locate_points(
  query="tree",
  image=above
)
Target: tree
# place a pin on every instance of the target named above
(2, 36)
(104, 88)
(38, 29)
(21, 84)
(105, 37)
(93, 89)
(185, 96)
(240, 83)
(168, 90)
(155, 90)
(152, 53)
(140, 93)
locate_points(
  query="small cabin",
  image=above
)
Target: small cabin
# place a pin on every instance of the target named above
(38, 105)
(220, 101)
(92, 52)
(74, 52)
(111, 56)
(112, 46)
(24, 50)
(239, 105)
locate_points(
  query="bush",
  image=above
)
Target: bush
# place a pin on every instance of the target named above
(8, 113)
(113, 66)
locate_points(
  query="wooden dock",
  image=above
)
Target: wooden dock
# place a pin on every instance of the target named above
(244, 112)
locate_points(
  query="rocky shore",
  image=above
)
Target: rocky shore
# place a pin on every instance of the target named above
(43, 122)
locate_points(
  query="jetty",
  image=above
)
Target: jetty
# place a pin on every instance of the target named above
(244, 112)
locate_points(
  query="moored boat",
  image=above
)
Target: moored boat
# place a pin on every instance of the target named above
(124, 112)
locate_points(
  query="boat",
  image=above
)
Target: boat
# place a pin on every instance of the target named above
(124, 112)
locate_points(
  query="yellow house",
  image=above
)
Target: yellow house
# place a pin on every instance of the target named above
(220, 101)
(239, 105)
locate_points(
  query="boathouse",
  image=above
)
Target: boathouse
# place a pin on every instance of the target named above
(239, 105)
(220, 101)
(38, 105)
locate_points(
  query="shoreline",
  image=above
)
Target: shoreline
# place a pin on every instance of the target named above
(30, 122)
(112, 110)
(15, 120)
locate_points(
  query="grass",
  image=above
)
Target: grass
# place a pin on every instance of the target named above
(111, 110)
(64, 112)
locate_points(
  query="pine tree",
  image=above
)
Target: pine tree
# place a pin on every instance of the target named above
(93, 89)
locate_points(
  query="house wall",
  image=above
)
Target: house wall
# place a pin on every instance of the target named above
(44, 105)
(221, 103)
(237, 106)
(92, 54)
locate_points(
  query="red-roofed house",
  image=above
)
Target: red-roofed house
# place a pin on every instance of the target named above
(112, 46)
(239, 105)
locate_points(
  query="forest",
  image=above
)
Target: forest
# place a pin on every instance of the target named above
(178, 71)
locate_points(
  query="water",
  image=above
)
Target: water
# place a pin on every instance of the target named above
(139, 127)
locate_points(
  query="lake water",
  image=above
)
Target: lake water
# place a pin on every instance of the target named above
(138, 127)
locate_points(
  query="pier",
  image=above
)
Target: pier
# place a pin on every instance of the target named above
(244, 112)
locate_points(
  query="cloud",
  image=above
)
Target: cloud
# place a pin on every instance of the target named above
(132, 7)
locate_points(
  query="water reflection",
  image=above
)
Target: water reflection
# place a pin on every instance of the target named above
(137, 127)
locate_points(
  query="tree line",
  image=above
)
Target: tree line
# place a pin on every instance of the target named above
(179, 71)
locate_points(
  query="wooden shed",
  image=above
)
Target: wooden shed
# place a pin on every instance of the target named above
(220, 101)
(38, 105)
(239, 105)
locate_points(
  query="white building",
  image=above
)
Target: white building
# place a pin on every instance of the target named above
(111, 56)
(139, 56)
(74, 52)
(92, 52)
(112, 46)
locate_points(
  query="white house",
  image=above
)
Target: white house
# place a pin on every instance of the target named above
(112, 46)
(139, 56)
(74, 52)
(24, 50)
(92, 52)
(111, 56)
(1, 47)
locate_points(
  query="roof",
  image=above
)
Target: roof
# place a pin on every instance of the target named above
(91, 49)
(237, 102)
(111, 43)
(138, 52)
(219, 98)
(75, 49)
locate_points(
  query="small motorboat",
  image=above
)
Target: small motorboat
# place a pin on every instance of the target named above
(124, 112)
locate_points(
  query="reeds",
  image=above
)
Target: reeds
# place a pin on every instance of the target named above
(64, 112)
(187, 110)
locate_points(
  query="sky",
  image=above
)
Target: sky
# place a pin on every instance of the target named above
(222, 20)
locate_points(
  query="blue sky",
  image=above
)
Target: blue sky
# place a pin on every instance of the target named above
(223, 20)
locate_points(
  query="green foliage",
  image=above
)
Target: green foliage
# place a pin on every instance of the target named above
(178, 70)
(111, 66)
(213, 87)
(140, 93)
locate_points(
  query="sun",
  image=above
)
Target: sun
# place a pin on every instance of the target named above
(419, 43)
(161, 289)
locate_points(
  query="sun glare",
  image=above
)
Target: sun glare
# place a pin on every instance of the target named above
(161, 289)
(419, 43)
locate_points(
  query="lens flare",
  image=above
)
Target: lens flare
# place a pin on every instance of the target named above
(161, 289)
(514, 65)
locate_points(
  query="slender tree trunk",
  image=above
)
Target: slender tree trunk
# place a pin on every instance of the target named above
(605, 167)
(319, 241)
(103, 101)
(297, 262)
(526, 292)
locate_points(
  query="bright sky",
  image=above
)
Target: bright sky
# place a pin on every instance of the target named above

..........

### EXERCISE OBJECTIVE
Above are the records; copy all of them exactly.

### RESPONSE TO THIS EXERCISE
locate_points(
  query="tree",
  image=above
)
Target: tree
# place a pin on every instance of the target named above
(2, 36)
(104, 88)
(38, 29)
(21, 84)
(105, 37)
(93, 89)
(185, 96)
(240, 83)
(168, 90)
(155, 90)
(152, 53)
(140, 93)
locate_points(
  query="small cabin",
  image=above
)
Target: small cabin
# place a pin on every instance of the target named above
(38, 105)
(220, 101)
(92, 52)
(74, 52)
(111, 56)
(112, 46)
(24, 50)
(239, 105)
locate_points(
  query="bush",
  image=above
)
Target: bush
# place a pin on every instance of the target named above
(8, 113)
(113, 66)
locate_points(
  query="wooden dock",
  image=above
)
Target: wooden dock
# place a pin on every instance of the target named above
(244, 112)
locate_points(
  query="rocky shore",
  image=above
)
Target: rocky shore
# place a pin on every instance of the target named above
(43, 122)
locate_points(
  query="jetty",
  image=above
)
Target: jetty
# place a pin on every instance of the target named above
(244, 112)
locate_points(
  query="moored boat",
  image=above
)
Target: moored boat
# place a pin on every instance of the target named above
(124, 112)
locate_points(
  query="boat",
  image=above
)
Target: boat
# place a pin on every instance of the target named above
(124, 112)
locate_points(
  query="yellow house",
  image=above
)
Target: yellow house
# place a pin on every instance of the target named above
(220, 101)
(239, 105)
locate_points(
  query="boathouse",
  image=above
)
Target: boathouse
# place a pin on every instance of the target named above
(239, 105)
(220, 101)
(38, 105)
locate_points(
  query="shoreline",
  image=above
)
Target: shoreline
# place a pin on every instance of the target named above
(30, 122)
(112, 110)
(15, 120)
locate_points(
  query="grass",
  image=above
)
Target: grass
# place a pin on every instance of the target named above
(111, 110)
(64, 112)
locate_points(
  query="pine tree",
  image=above
)
Target: pine tree
# place a pin on every instance of the target named above
(93, 89)
locate_points(
  query="house wall",
  image=above
)
Target: house wall
# place a pin on every instance of the target named above
(44, 105)
(221, 103)
(237, 106)
(92, 54)
locate_points(
  query="red-roofed house",
  image=above
)
Target: red-roofed house
# place a pin on every instance of the target named above
(112, 46)
(239, 105)
locate_points(
  query="forest",
  image=above
)
Target: forest
# place a pin on every instance of the target named above
(178, 71)
locate_points(
  query="water",
  image=above
)
Target: water
# place a pin on every instance of the target named above
(139, 127)
locate_points(
  query="lake water",
  image=above
)
Target: lake water
# place a pin on every instance of the target named above
(138, 127)
locate_points(
  query="pier",
  image=above
)
Target: pier
# place a pin on every instance of the target named above
(244, 112)
locate_points(
  query="cloud",
  image=above
)
Target: cloud
# place a pin on every instance of the target named above
(132, 7)
locate_points(
  query="water reflection",
  image=above
)
Target: water reflection
# place a pin on every instance of the target named above
(137, 127)
locate_points(
  query="tree line",
  image=above
)
Target: tree line
# place a pin on every instance of the target named above
(179, 71)
locate_points(
  query="wooden shed",
  image=above
)
Target: wooden shed
# place a pin on every instance of the target named above
(220, 101)
(38, 105)
(239, 105)
locate_points(
  query="white building",
  image=above
)
Target: white building
# place a pin on every instance of the target named above
(111, 56)
(139, 56)
(74, 52)
(92, 52)
(112, 46)
locate_points(
  query="white house",
  image=above
)
Target: white house
# place a pin on every instance of the target named above
(112, 46)
(139, 56)
(74, 52)
(24, 50)
(92, 52)
(111, 56)
(1, 47)
locate_points(
  query="roof",
  image=above
)
Target: roof
# place a pin on every instance of the target named above
(91, 49)
(237, 102)
(111, 43)
(138, 52)
(219, 98)
(75, 49)
locate_points(
  query="small motorboat",
  image=above
)
Target: small motorboat
# place a pin on every instance of the target named above
(124, 112)
locate_points(
  query="reeds",
  image=above
)
Target: reeds
# place a pin on every instance of the target named above
(64, 112)
(187, 110)
locate_points(
  query="sky",
  image=above
)
Target: sky
# place a pin on every instance of the target named above
(222, 20)
locate_points(
  query="blue sky",
  image=above
)
Target: blue sky
# place a pin on every instance of the target named above
(223, 20)
locate_points(
  query="green foliage",
  image=above
)
Target: green foliage
# place a pin on every instance of the target named above
(178, 70)
(111, 66)
(213, 87)
(140, 93)
locate_points(
  query="sun",
  image=above
)
Target: sun
# place a pin on every instance of the target named above
(419, 43)
(161, 289)
locate_points(
  query="sun glare",
  image=above
)
Target: sun glare
# place a pin on every instance of the target named above
(161, 289)
(419, 43)
locate_points(
  query="lens flare",
  image=above
)
Target: lens flare
# place a pin on every instance of the target named above
(161, 289)
(514, 65)
locate_points(
  query="slender tree trunk",
  image=above
)
Target: slender tree trunk
# place a pin on every instance of the target named above
(605, 167)
(319, 241)
(103, 101)
(297, 262)
(526, 292)
locate_points(
  query="bright sky",
  image=above
)
Target: bright sky
# place a pin on every instance of the target named above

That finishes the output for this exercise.